Instruction
Only the lines from the one containing "the dark car" through the end of the material are to be echoed, each exactly as it appears.

──────── Recorded information

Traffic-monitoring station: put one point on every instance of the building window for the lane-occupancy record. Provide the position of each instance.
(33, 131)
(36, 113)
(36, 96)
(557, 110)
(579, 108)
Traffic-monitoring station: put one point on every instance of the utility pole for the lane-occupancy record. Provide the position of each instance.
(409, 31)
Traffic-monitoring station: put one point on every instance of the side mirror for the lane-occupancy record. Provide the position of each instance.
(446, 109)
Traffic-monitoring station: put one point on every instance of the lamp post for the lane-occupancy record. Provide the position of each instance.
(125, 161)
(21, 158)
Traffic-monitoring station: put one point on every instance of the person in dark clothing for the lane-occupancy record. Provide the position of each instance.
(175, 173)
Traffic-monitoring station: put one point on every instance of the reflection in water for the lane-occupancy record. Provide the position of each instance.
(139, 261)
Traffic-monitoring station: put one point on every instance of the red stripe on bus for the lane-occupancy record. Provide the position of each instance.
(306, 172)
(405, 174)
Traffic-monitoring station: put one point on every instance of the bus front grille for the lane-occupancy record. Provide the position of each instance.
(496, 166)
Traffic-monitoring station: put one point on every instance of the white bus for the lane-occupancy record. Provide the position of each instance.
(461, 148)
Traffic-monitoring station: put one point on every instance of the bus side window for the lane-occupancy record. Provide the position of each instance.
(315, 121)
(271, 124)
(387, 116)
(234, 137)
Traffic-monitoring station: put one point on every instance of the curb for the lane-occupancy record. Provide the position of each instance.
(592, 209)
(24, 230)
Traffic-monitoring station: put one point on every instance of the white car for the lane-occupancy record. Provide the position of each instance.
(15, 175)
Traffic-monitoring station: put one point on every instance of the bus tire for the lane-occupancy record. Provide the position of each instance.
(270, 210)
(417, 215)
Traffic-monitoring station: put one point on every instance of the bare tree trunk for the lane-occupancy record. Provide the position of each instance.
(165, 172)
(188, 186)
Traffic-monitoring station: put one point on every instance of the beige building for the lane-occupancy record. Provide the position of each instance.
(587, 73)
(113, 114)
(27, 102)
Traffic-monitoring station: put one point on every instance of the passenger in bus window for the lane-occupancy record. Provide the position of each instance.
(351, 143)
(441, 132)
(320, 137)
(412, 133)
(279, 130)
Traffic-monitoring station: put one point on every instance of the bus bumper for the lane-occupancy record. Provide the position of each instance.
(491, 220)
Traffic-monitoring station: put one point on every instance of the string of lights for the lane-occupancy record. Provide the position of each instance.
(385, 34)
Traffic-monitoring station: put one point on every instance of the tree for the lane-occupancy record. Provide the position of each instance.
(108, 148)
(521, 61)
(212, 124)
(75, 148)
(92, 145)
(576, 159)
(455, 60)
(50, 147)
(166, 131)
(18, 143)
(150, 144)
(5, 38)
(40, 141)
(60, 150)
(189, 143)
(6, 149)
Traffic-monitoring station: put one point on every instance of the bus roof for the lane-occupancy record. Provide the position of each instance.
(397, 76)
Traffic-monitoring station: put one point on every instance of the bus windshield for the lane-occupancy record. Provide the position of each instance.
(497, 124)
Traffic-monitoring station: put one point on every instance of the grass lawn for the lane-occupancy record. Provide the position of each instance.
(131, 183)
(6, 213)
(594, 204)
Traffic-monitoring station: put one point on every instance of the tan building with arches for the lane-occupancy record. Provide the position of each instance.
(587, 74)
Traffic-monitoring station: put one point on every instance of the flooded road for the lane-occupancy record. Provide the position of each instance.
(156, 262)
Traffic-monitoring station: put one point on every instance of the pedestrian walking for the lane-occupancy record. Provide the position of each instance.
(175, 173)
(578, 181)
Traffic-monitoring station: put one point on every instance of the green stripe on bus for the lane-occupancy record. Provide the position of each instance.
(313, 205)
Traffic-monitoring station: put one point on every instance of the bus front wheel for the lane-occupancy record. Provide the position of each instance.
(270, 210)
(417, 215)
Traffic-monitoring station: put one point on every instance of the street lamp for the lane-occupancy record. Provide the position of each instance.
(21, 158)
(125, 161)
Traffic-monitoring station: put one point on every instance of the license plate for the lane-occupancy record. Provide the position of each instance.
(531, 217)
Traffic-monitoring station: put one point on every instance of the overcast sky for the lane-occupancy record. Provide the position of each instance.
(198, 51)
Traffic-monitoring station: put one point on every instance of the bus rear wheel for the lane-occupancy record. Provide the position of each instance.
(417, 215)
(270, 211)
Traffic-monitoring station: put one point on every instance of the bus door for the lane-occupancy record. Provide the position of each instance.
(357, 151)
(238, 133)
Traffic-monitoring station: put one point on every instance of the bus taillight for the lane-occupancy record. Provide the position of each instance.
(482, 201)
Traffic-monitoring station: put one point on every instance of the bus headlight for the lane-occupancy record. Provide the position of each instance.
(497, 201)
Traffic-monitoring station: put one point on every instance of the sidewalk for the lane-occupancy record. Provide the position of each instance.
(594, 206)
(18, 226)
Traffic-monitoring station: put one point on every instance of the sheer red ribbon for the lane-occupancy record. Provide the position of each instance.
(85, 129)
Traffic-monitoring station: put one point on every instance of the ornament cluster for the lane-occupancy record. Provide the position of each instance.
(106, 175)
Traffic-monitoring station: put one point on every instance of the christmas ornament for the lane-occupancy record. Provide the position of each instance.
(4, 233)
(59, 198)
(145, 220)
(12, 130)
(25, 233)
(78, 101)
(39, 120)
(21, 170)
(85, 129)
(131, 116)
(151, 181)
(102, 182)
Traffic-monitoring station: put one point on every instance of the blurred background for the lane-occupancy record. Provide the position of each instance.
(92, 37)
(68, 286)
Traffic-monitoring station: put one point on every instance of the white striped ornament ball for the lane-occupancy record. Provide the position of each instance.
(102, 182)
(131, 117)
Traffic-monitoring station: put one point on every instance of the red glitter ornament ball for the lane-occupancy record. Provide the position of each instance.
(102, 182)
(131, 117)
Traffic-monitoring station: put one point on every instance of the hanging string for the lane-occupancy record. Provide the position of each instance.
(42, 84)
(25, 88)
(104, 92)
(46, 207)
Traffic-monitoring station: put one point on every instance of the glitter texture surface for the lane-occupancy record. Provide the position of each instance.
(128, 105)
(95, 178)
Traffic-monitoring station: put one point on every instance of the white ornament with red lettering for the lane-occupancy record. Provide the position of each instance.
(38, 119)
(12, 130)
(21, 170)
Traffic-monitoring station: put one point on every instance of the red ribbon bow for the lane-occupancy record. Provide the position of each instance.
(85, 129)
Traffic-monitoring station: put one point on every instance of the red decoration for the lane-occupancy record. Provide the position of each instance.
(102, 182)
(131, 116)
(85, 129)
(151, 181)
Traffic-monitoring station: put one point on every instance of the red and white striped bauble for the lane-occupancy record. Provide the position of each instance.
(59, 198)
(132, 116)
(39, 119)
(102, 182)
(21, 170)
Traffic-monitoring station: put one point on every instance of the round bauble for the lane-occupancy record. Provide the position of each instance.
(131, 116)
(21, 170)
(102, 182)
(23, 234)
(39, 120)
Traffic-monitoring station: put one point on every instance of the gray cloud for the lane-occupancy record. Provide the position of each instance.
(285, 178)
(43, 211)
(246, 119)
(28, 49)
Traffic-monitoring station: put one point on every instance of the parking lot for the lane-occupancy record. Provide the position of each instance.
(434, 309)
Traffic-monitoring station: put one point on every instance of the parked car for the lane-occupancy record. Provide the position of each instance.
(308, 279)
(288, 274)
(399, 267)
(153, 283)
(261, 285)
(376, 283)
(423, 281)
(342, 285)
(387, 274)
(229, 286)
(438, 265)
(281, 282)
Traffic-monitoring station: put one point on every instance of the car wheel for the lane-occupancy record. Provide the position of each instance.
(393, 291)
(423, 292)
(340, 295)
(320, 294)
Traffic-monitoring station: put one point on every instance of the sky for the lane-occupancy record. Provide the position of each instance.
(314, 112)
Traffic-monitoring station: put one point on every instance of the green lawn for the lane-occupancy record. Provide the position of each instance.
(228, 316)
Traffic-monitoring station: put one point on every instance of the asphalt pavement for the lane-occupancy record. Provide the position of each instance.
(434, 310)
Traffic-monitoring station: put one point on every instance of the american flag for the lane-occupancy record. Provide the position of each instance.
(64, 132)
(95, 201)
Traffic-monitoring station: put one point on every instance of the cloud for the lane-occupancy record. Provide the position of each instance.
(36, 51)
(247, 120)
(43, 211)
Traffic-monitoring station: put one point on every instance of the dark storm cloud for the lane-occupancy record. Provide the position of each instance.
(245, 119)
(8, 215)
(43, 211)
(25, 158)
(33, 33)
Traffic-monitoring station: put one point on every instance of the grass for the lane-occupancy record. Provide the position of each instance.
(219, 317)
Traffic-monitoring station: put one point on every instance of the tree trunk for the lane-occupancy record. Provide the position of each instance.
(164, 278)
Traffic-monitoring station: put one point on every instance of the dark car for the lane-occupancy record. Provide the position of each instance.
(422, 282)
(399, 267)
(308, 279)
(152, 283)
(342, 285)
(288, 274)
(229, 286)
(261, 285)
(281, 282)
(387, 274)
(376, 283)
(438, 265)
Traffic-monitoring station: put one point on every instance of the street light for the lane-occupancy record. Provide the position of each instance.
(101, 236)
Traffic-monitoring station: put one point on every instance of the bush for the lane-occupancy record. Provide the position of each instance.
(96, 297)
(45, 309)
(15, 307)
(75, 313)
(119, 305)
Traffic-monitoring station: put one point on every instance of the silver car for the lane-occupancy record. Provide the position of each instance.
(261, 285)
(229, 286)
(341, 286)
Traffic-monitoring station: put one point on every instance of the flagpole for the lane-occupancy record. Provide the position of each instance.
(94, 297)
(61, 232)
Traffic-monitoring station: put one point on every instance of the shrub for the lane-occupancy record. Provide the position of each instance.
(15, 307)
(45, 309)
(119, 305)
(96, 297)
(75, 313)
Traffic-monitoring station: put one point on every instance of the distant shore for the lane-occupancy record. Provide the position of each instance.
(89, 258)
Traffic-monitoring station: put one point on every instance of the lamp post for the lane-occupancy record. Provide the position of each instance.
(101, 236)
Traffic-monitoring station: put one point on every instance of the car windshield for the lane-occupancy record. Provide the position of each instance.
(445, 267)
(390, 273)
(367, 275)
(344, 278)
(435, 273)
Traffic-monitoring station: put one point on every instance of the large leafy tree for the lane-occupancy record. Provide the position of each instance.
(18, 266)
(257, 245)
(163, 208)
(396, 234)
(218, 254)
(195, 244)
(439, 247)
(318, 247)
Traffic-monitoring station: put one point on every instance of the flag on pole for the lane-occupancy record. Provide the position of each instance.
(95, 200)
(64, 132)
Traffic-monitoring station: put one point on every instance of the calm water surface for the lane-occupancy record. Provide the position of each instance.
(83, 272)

────────────────

Written reply
Traffic-monitoring station: put one point on every instance of the dark car for the lane-occupancy record. Provide the position of each instance.
(422, 282)
(399, 267)
(308, 279)
(152, 283)
(342, 285)
(288, 274)
(229, 286)
(261, 285)
(281, 282)
(387, 274)
(376, 283)
(438, 265)
Traffic-monitoring station: put one point on every instance of the street light for the lane-occupancy record. Provide the position of each instance.
(101, 236)
Traffic-monitoring station: put one point on every instance of the bush for the lane-occupancy record. Provide the position of each instance.
(96, 297)
(45, 309)
(15, 307)
(75, 313)
(119, 305)
Traffic-monitoring station: put one point on every instance of the silver car for the lane-occupancy record. Provide the position of each instance.
(261, 285)
(229, 286)
(341, 286)
Traffic-monitoring station: put one point on every instance of the flagpole for the lane-occupancy record. Provide the position of each instance.
(94, 297)
(61, 232)
Traffic-monitoring station: put one point on every instance of the shrub for the lane-occupancy record. Provide the position of each instance.
(15, 307)
(45, 309)
(119, 305)
(96, 297)
(75, 313)
Traffic-monitoring station: put one point on every instance of the distant shore for the lane-occupancy record. Provide the position of each instance.
(89, 258)
Traffic-monitoring station: put one point on every instance of the lamp post for the lane-occupancy record. Provide the position of each instance.
(101, 236)
Traffic-monitoring station: put one point on every instance of the car windshield for the lane-occupancy record. Provide the position of each instance.
(445, 267)
(390, 273)
(367, 275)
(344, 278)
(435, 273)
Traffic-monitoring station: put one point on every instance of the large leafy tree for the lane-occupancy record. Provide the position of each instance.
(18, 266)
(257, 245)
(163, 208)
(396, 234)
(218, 254)
(195, 244)
(439, 247)
(318, 247)
Traffic-monitoring station: put one point on every instance of the flag on pole for the lane-occupancy record. Provide the position of each instance.
(95, 200)
(64, 132)
Traffic-monitoring station: put one point on every instance of the calm water surface for the lane-occupancy record. Provide the position of each instance.
(83, 272)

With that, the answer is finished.